------ EXTRAIT
Entre le début des années 90 et 2020, je n’ai jamais cessé d’écrire, de réaliser, de produire parfois des objets filmiques, documentaires, essais cinématographiques, poèmes visuels. Puis tout s’est arrêté́.
En 2019, j’ai été́ diagnostiquée avec un cancer à un stade avancé. Je suis passée sans transition de la salle de montage au lit d’hôpital, puis le monde lui-même s’est arrêté́ avec la pandémie. Je me suis retrouvée hospitalisée à domicile, à la charge de mes proches avec un pronostic plutôt défavorable. La maladie continuant à progresser et mon besoin de comprendre reprenant le dessus, j’ai commencé́ à enquêter sur le cancer comme j’avais toujours enquêté́ sur les sujets de mes films. C’est qui lui ? Du « crabe » je ne savais rien, c’était une sorte de monstre tapi dans l’ombre qui avait dévoré́ ma sœur et ma meilleure amie. Et maintenant moi.
------------
------ DONNÉES FOURNIES
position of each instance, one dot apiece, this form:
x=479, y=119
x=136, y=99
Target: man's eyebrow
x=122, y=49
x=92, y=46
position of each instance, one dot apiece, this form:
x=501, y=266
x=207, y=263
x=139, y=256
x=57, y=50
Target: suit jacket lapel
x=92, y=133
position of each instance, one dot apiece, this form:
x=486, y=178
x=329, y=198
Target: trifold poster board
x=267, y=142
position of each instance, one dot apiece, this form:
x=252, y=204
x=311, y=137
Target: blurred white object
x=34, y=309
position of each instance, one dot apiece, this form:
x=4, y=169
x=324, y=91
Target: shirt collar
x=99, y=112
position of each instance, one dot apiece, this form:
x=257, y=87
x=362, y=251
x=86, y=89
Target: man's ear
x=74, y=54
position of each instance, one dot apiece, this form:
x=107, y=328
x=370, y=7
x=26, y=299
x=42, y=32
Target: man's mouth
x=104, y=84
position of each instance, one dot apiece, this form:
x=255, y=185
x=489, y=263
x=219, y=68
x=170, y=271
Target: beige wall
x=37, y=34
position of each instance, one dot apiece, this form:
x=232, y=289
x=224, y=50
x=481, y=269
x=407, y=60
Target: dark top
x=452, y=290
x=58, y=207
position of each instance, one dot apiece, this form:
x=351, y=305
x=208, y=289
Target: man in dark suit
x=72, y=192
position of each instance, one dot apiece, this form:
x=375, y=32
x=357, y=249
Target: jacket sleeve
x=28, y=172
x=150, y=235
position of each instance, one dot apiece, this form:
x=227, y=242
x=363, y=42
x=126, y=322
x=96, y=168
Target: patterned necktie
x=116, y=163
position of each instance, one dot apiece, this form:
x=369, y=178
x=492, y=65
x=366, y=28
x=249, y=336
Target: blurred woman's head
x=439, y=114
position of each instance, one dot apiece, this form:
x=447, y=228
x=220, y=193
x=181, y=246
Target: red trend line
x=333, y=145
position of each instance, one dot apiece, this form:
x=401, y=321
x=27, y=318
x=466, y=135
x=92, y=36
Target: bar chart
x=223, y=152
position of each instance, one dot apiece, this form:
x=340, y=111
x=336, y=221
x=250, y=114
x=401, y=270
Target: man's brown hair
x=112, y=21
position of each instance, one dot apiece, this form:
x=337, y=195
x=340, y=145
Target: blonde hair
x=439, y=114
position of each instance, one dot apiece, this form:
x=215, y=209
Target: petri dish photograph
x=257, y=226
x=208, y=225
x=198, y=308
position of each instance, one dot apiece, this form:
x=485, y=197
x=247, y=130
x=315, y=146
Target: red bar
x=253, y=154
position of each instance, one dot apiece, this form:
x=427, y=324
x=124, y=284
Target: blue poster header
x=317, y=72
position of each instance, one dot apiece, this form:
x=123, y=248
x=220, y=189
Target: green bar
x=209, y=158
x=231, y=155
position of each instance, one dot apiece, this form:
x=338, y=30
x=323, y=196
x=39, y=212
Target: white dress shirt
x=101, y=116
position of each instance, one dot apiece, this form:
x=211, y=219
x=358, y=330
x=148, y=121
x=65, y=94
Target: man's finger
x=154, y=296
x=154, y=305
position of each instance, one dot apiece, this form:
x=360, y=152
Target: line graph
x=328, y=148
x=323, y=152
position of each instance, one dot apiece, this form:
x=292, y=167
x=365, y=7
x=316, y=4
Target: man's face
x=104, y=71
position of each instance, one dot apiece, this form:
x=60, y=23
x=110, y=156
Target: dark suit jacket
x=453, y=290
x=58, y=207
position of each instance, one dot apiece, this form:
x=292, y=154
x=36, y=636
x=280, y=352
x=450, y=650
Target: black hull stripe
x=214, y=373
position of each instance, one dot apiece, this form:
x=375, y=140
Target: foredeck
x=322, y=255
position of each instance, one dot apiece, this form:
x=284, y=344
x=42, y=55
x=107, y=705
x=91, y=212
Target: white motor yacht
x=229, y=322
------------
▶ **CONSIGNE 1**
Recopiez le passage de l'extrait sur le cancer compris entre « En 2019, j’ai » et « Et maintenant moi. », bornes incluses.
▶ **CONSIGNE 2**
Prolongez l'extrait sur le cancer en reprenant juste après sa dernière phrase.

▶ **RÉPONSE ATTENDUE 1**
En 2019, j’ai été́ diagnostiquée avec un cancer à un stade avancé. Je suis passée sans transition de la salle de montage au lit d’hôpital, puis le monde lui-même s’est arrêté́ avec la pandémie. Je me suis retrouvée hospitalisée à domicile, à la charge de mes proches avec un pronostic plutôt défavorable. La maladie continuant à progresser et mon besoin de comprendre reprenant le dessus, j’ai commencé́ à enquêter sur le cancer comme j’avais toujours enquêté́ sur les sujets de mes films. C’est qui lui ? Du « crabe » je ne savais rien, c’était une sorte de monstre tapi dans l’ombre qui avait dévoré́ ma sœur et ma meilleure amie. Et maintenant moi.

▶ **RÉPONSE ATTENDUE 2**
J’ai d’abord connu le cancer comme accompagnante, puis comme patiente puis comme survivante et enfin comme patiente experte. Pour écrire ce film, je dois retourner dans mon intime, revisionner des dizaines d’heures d’archives personnelles filmées sur différents supports : 4K, vidéo HD, super 8, 16 mm. Les trier, les transcrire. Pour cette étape, j’ai besoin d’avoir à mes côtés ma monteuse pour trouver la bonne distance avec mon image et mon chef opérateur pour imaginer la forme du futur tournage à partir des archives dont nous partons.
Pour la première fois, je suis devant et derrière la caméra. Je suis l’incarnation du sujet de mon film et l’aide au parcours d’auteur est un soutien précieux pour « remonter en selle » face à ce challenge, après l’immobilisation par la maladie.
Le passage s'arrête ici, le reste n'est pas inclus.